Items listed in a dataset
· · ·

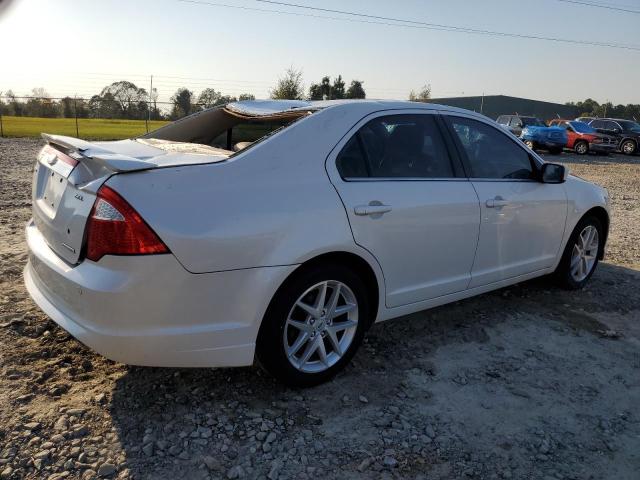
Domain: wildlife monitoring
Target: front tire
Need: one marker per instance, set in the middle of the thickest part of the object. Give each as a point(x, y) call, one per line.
point(580, 257)
point(314, 325)
point(581, 148)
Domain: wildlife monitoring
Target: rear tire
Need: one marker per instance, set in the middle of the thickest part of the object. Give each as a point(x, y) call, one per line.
point(580, 257)
point(581, 147)
point(628, 147)
point(290, 331)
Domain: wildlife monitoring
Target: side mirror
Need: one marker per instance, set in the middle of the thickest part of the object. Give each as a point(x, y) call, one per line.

· · ·

Give the lines again word for word, from the start of the records to the line holding "Target: rear tire", both included, and leave out any picture.

Domain: wildlife monitoring
Target: front tire
Need: one marker per instance, set in the middle of the thickest part of the object. Give each as a point(x, y) call, one per line.
point(580, 257)
point(314, 325)
point(581, 148)
Domain: wildlife monitoring
Target: rear tire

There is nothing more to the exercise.